→ **Task item**
Please output each entry exactly as it appears.

Data excerpts section start

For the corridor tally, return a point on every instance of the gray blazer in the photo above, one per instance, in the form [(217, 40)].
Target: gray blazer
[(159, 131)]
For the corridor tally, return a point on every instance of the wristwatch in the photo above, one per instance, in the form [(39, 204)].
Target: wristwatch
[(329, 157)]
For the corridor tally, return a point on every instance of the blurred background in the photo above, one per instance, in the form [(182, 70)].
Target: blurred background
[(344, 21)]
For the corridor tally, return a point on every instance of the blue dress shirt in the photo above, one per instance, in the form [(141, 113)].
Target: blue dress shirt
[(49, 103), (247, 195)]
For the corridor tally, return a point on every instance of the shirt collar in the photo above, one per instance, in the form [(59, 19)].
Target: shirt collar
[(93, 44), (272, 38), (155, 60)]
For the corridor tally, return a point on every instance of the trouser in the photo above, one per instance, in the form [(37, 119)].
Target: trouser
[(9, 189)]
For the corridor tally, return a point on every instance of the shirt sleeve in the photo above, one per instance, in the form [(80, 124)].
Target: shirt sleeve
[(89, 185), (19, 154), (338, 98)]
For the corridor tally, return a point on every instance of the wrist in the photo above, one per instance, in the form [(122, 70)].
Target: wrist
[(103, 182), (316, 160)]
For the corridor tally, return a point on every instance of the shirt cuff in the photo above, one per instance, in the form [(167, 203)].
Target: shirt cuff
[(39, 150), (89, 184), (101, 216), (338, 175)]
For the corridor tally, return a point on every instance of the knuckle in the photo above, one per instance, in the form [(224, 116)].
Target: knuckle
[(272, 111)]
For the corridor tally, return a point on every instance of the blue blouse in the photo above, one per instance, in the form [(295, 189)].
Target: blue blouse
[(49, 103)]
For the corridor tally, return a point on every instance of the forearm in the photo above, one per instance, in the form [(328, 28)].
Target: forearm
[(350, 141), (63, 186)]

Data excerpts section end

→ **Solution to this problem**
For the corridor tally, return a point on every instance of the gray blazer in the photo above, one per instance, in the form [(217, 40)].
Target: gray blazer
[(159, 131)]
For the corridor tally, return a point on every instance of the wristwatch in the photo above, one per instance, in the form [(39, 204)].
Target: wristwatch
[(329, 157)]
For the corridor tally, return a point on every instance of the blurred background in the photo above, one per instance, in the form [(182, 70)].
Target: blurred background
[(344, 21)]
For the corridor tally, return a point on every instance of the blue dress shirt in the photo above, one per instance, in the form [(141, 113)].
Target: blue dress shirt
[(49, 103), (247, 195)]
For the corridor tally, return a point on every instance of the shirt collar in the photo above, one per instance, in the form [(59, 19)].
Target: shirt collar
[(93, 44), (272, 38), (155, 60)]
For the corridor tally, return a point on every instance of the trouser in the photo above, one per instance, in the form [(37, 119)].
Target: trouser
[(9, 189)]
For the corridor tally, return a point on every instance of the shirt sleeve in the photo above, one per instance, in the form [(80, 124)].
Target: shirt sleeve
[(89, 185), (19, 154), (338, 98)]
For the corridor tally, return a point on every instance of the wrist in the photo above, one per instance, in the form [(122, 70)].
Target: wrist
[(103, 182), (316, 160)]
For the corridor tally, return a point on every instance of the shirt cuff in the photo above, one per instance, in the form [(167, 203)].
Target: shirt cuff
[(39, 150), (89, 184), (101, 216), (338, 175)]
For the corridor tally, return a point on every instance of the knuckle in the photo above, one per instance, in the form [(224, 116)].
Target: knuckle
[(272, 111)]
For the corridor tally, return a point on every instance of the blue blouse in the photo above, one per instance, in the form [(295, 189)].
Target: blue blouse
[(49, 103)]
For the corridor tally, return a point on every instance of the forearm in the photo above, one per instance, in the form [(328, 28)].
Target: forearm
[(350, 141), (63, 186)]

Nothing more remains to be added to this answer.